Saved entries
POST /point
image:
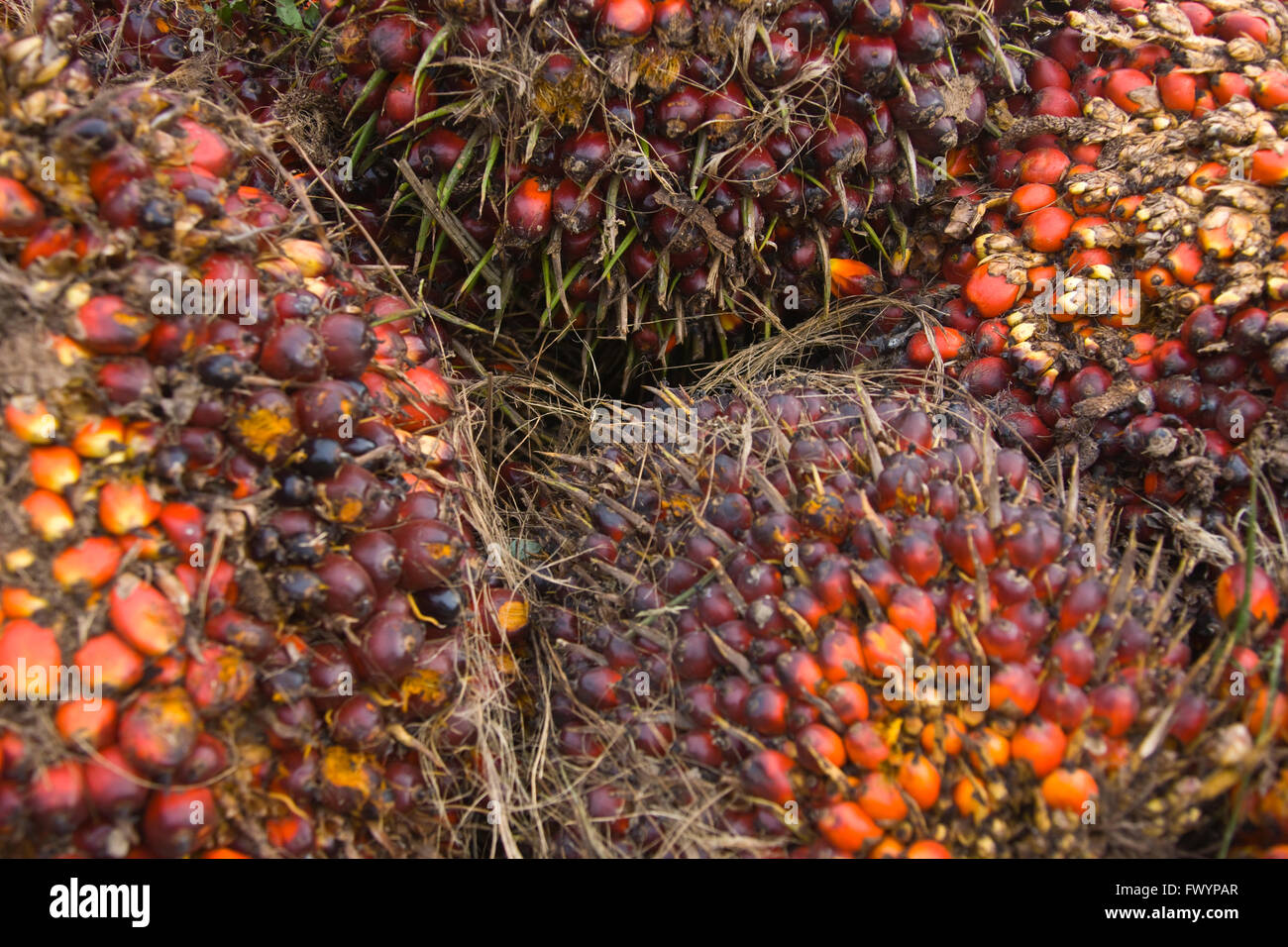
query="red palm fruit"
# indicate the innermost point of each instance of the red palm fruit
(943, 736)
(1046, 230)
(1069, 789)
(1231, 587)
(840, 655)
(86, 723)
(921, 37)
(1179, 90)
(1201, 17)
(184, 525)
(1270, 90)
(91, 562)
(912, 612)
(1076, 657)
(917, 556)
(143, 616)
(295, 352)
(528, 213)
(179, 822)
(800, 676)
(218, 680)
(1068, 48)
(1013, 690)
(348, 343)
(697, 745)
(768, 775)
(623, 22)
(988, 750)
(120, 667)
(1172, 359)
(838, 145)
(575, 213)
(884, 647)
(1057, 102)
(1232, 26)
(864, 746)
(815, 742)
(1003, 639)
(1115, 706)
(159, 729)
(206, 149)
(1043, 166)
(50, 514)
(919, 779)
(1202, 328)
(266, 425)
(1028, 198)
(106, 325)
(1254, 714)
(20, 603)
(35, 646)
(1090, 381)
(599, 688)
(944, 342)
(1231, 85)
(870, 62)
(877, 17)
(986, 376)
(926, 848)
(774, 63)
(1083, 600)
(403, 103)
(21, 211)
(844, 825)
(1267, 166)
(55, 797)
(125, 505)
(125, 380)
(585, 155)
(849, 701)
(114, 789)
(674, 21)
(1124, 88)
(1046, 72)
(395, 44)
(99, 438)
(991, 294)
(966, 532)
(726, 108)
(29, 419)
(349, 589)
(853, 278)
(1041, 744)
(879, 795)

* * *

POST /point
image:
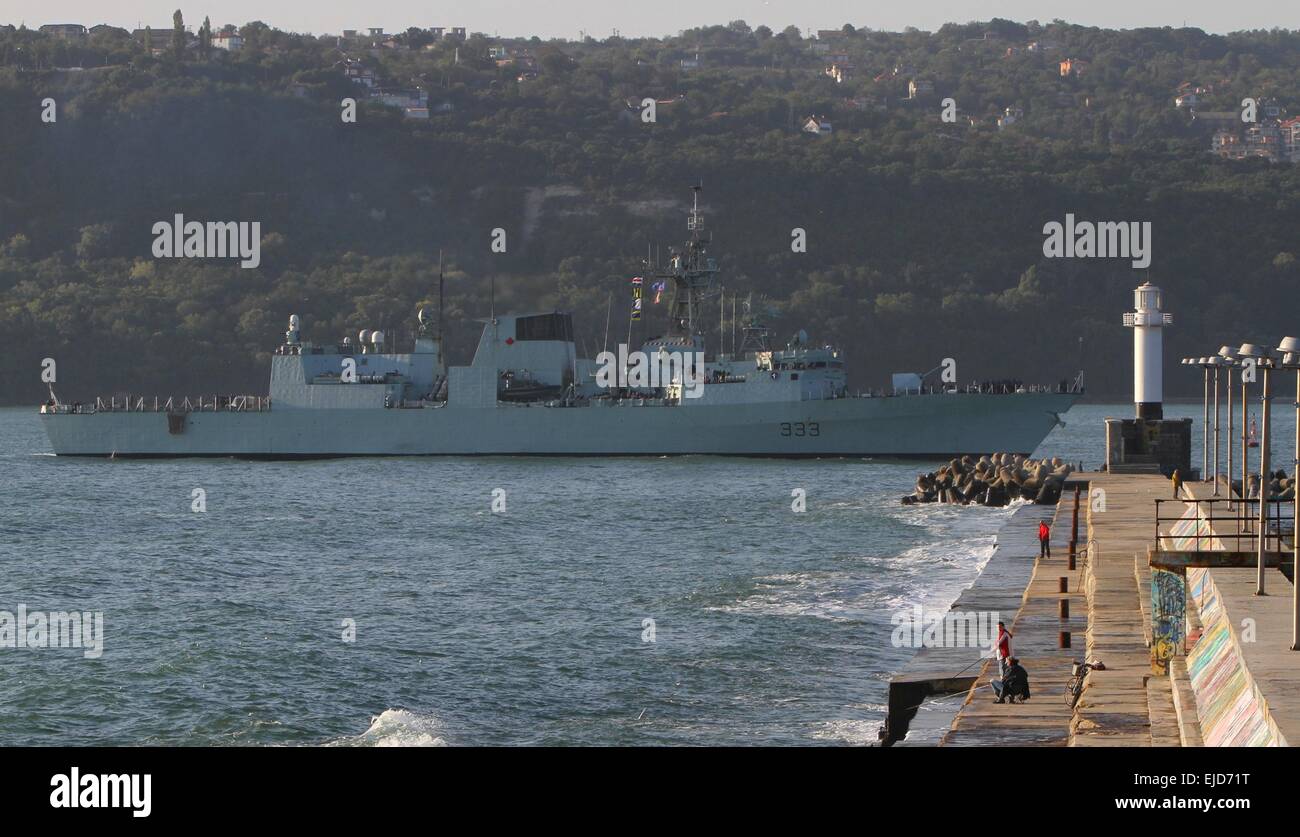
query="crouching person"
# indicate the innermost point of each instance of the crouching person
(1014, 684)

TASK TO CARRY OUT: Go line by line through the records above and copy each one containing "query".

SOLUTION TO THE EXERCISE:
query="red palm fruit"
query="crouching person"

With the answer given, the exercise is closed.